- Goal
Copy out every one of the following lines word for word, changing nothing.

- Data for this exercise
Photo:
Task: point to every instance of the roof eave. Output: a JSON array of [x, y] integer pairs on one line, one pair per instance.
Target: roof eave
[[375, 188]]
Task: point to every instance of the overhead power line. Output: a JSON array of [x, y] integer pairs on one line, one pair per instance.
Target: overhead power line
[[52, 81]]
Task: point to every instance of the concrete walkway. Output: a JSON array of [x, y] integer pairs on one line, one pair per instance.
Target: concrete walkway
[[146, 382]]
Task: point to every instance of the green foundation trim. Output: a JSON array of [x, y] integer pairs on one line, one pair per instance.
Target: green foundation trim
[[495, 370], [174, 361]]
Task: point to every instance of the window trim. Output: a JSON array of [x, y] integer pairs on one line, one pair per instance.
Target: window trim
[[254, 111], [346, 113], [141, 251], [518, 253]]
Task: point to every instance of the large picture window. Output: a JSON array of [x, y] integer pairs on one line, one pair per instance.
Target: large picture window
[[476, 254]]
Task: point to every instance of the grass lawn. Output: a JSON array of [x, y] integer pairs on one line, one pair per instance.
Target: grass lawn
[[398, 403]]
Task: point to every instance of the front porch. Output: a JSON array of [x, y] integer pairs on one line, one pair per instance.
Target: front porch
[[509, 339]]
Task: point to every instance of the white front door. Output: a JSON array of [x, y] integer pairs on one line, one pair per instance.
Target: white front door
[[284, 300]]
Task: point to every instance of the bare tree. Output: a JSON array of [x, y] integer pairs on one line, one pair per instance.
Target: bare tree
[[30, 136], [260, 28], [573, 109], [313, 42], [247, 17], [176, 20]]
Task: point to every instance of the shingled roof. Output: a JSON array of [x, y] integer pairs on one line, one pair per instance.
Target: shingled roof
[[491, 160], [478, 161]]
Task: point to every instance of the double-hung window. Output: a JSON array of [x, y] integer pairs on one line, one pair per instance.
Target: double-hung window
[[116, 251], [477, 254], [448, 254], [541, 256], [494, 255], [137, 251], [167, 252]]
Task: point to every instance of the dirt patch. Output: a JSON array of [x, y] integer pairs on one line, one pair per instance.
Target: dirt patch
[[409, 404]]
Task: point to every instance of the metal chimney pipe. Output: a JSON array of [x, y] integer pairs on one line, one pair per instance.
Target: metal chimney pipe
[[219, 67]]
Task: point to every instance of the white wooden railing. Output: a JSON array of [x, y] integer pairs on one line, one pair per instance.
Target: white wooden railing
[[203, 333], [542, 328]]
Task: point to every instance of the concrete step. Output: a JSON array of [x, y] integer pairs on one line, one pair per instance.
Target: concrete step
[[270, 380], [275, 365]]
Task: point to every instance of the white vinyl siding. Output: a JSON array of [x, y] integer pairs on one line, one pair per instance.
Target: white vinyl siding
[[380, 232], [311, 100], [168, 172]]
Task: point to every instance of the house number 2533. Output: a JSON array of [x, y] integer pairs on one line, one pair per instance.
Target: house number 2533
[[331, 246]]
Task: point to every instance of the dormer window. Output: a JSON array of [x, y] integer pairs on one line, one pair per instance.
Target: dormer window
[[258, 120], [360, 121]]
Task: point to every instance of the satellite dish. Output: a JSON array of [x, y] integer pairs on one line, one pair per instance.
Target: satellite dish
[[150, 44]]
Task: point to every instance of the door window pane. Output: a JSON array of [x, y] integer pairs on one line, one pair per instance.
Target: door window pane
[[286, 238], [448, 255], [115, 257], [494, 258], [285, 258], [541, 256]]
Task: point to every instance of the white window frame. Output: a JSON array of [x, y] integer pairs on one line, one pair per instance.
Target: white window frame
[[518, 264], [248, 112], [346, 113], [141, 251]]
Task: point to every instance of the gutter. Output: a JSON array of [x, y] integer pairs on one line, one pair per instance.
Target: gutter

- Worked answer
Photo:
Task: point to every instance of the roof eave. Output: a JSON array of [x, y] integer pairs on one line, one pair per instance.
Target: roof eave
[[375, 188]]
Task: point to every instance of the overhead power line. Output: a JSON array of [x, y] integer pairs on one line, one pair per instance.
Target: overhead power line
[[52, 81]]
Task: point to every instance of the concrete walkway. Output: a JSON array of [x, y] integer pairs on one line, one pair per instance.
Target: concrete walkway
[[146, 382]]
Task: point to every instance of the green foundation trim. Output: a JSON array of [x, y] integer pairs on one line, one pair per instance.
Target: green foundation trim
[[495, 370], [174, 361]]
Task: point to every instance of the window trim. Output: a JSON array of [x, y] integer pairs on one line, one pair per instance.
Target: window trim
[[254, 111], [346, 113], [141, 251], [518, 253]]
Task: point to every instance of the large picture window. Output: a JSON array of [x, y] integer pairs on one line, one pair per instance.
Target: large picture window
[[476, 254]]
Task: point to every instance of the grass lawn. Output: a JSON array of [x, y] integer pairs on one line, one pair per instance.
Target: grass lawn
[[398, 403]]
Task: point to every instance of the front porch. Output: a JSON array of [x, y] integer pairs on one line, one pair per instance.
Target: front porch
[[509, 339]]
Task: point to every instance of the white front door. Output: a JSON array of [x, y] integer pairs on one line, one pair per instance.
Target: white front door
[[284, 300]]
Task: point to every instance of the bare tree. Output: a JSON array of [x, y] integer pairs on one line, one pair per instance.
Target: bare tree
[[30, 136], [260, 28], [573, 109], [313, 42], [247, 17], [176, 20]]
Task: point to every instance of the shingled roof. Output: a JSON array of [x, y] integer pairs on one line, one pair per instance.
Target: shingled roof
[[491, 160], [478, 161]]
Task: point to every instance of the double-hung window. Output: a JSON array of [x, y] integer pairs on one line, one pair per instance.
Target: double-hung window
[[116, 251], [477, 254], [448, 254], [541, 256], [494, 255], [137, 251], [167, 252]]
Task: point to every instance of the dirt patch. Output: a JSON array of [x, y] integer pairs on one line, one pair per instance.
Target: dirt patch
[[409, 404]]
Task: point to every instance of the metal chimney pipe. Output: a JSON array of [x, y] integer pairs on one line, one pair per instance.
Target: metal chimney pipe
[[219, 67]]
Task: point to every instance of the white wooden railing. Output: a JSON array of [x, y] integer pairs on one line, one pair per instance.
Target: white wooden railing
[[203, 333], [542, 328]]
Task: point to every instance of the concrete step. Output: a JSON array of [x, y] integer pairs on one line, one pair per instance.
Target: concrete step
[[270, 380], [275, 365]]
Task: point to every instance of the white vinyl siding. Output: a JSON array of [x, y] integer pairs on one line, one pair per instance.
Target: white vinyl siding
[[380, 232], [311, 100], [168, 172]]
Task: point to every instance of the house number 2533. Output: a JSON array of [x, y] integer pairs on one line, one pair per instance.
Target: house number 2533
[[331, 246]]
Task: point to every instance of the dormer window. Output: a JSON array of [x, y] integer pairs on one line, one pair per instance.
Target: dormer window
[[258, 120], [360, 121]]
Task: point to every instance of the satellite dish. Output: a JSON array of [x, y] integer pairs on one line, one pair per instance.
Target: satellite dish
[[150, 44]]
Task: point to every instance of the door window pane. Output: a JSON array of [x, y] integer pairs on one line, one pair per instance.
Target: door window pane
[[286, 238], [448, 255], [115, 257], [494, 258], [285, 258], [541, 256]]
Task: point to every instance of the white window frame. Output: a JSON array of [x, y] integer pairs on one line, one pair per instance.
Target: white window frame
[[518, 264], [248, 112], [346, 113], [141, 251]]
Task: point to every instance of the gutter. Output: a JSON array of [x, y] integer pairs on one line, one pair per instance.
Target: gutter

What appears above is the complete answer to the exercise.